WHAT TO PRODUCE
Copy the listing that follows exactly. Its pictures do not belong in the copy.

RECORDS FOR THE EXERCISE
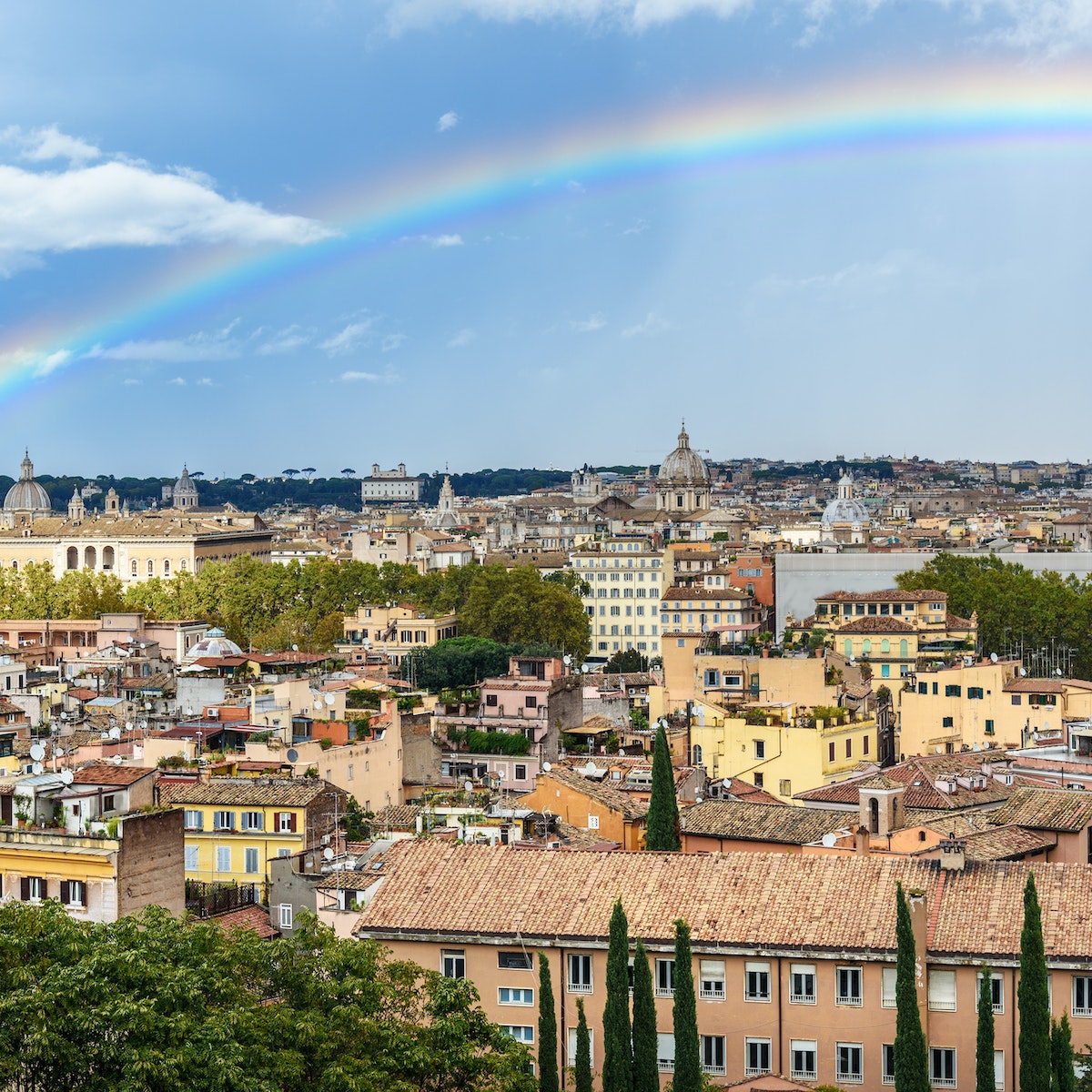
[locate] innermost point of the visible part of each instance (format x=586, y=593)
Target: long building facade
x=793, y=956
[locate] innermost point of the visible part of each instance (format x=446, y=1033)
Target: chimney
x=861, y=841
x=953, y=854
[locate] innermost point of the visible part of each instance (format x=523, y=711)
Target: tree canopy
x=156, y=1003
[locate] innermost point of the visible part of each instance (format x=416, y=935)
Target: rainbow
x=971, y=108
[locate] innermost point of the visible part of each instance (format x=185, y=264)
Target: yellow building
x=984, y=704
x=97, y=879
x=392, y=631
x=782, y=749
x=233, y=825
x=625, y=578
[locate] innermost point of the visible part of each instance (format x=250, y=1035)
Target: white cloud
x=652, y=325
x=217, y=345
x=41, y=146
x=1051, y=26
x=120, y=203
x=355, y=336
x=389, y=376
x=462, y=339
x=595, y=321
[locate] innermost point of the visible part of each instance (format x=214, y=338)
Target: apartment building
x=625, y=578
x=794, y=956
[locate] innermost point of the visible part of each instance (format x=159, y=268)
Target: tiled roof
x=247, y=917
x=890, y=595
x=107, y=774
x=876, y=623
x=1006, y=844
x=763, y=823
x=1066, y=809
x=257, y=791
x=747, y=900
x=612, y=798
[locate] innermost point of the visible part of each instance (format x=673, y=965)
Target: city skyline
x=521, y=228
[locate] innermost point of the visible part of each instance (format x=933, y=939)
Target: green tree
x=984, y=1047
x=911, y=1055
x=685, y=1016
x=1062, y=1057
x=1032, y=998
x=617, y=1074
x=583, y=1059
x=645, y=1044
x=547, y=1029
x=662, y=823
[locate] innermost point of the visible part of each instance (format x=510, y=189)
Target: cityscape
x=545, y=546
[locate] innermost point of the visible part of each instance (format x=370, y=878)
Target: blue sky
x=926, y=300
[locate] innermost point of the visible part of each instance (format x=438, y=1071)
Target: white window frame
x=942, y=991
x=711, y=980
x=949, y=1063
x=757, y=976
x=847, y=1052
x=753, y=1057
x=710, y=1065
x=849, y=976
x=803, y=976
x=798, y=1049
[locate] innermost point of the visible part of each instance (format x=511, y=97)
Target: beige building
x=392, y=631
x=794, y=955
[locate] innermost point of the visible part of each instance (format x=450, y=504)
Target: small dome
x=26, y=495
x=214, y=643
x=683, y=464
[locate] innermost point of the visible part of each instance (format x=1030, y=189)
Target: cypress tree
x=645, y=1044
x=1062, y=1057
x=911, y=1057
x=547, y=1030
x=617, y=1046
x=984, y=1048
x=583, y=1062
x=1032, y=999
x=662, y=824
x=685, y=1016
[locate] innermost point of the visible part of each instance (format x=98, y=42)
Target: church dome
x=683, y=464
x=26, y=495
x=214, y=643
x=845, y=508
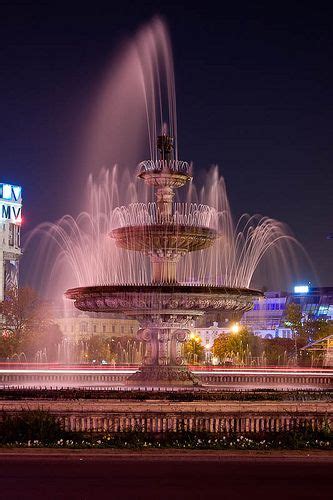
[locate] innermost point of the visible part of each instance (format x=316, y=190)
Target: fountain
x=165, y=262
x=164, y=231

FINAL ANSWER
[locate] innermost point of the visible part of each instance (format x=586, y=593)
Target: long building facade
x=793, y=956
[locate] innermost point of the visible part of each instance (format x=446, y=1033)
Target: chimney
x=861, y=841
x=953, y=854
[locate] innermost point of the visible part of each instance (format x=523, y=711)
Target: tree canopy
x=156, y=1003
[locate] innermost point of the visible part of each instance (format x=416, y=935)
Target: rainbow
x=971, y=108
[locate] innermost point of the visible part of each instance (format x=185, y=264)
Target: yellow building
x=984, y=704
x=97, y=879
x=392, y=631
x=782, y=749
x=233, y=825
x=625, y=578
[locate] innermost point of the visible part of each instance (format x=250, y=1035)
Target: white cloud
x=652, y=325
x=217, y=345
x=41, y=146
x=1051, y=26
x=120, y=203
x=355, y=336
x=389, y=376
x=462, y=339
x=595, y=321
[locate] innermost point of the visible part of each instance (format x=214, y=338)
Target: apartment building
x=625, y=578
x=794, y=956
[locate] innermost point of the visible part of each instance (format x=159, y=268)
Target: tiled roof
x=247, y=917
x=890, y=595
x=107, y=774
x=876, y=623
x=1006, y=844
x=763, y=823
x=1066, y=809
x=257, y=791
x=747, y=900
x=612, y=798
[locate] innermost point of the visible part of each instance (format x=673, y=965)
Target: city skyline
x=521, y=228
[locate] innermost point of the visible part of each instance (format x=933, y=939)
Target: green tree
x=984, y=1047
x=911, y=1055
x=685, y=1016
x=1062, y=1057
x=1032, y=998
x=617, y=1074
x=583, y=1059
x=645, y=1044
x=547, y=1029
x=662, y=823
[locate] innermost point of the visible part of each instance (format x=510, y=189)
Target: cityscape
x=545, y=546
[locate] innermost point of the visible part of each instance (format x=370, y=878)
Target: blue sky
x=926, y=300
[locate] innermost point of the visible part of each instance (format x=438, y=1071)
Target: white window frame
x=942, y=991
x=711, y=980
x=949, y=1063
x=757, y=976
x=847, y=1052
x=753, y=1057
x=710, y=1065
x=849, y=976
x=803, y=976
x=798, y=1049
[locate] innermost point of the visible part of each instance (format x=511, y=97)
Target: beige building
x=392, y=631
x=794, y=955
[locate] innermost point of the visible part of each instance (format x=450, y=504)
Target: small dome
x=26, y=495
x=214, y=643
x=683, y=464
[locate] innermost point of the visible part of each instance (format x=1030, y=189)
Target: cypress tree
x=645, y=1044
x=1062, y=1057
x=911, y=1057
x=547, y=1030
x=617, y=1046
x=984, y=1048
x=583, y=1062
x=1032, y=999
x=662, y=824
x=685, y=1016
[locate] innermost point of the visible part of each instance (format x=98, y=42)
Target: church dome
x=683, y=464
x=26, y=495
x=214, y=643
x=845, y=508
[locate] innermost point of the visible part of each instance (format x=316, y=190)
Target: fountain
x=165, y=262
x=164, y=231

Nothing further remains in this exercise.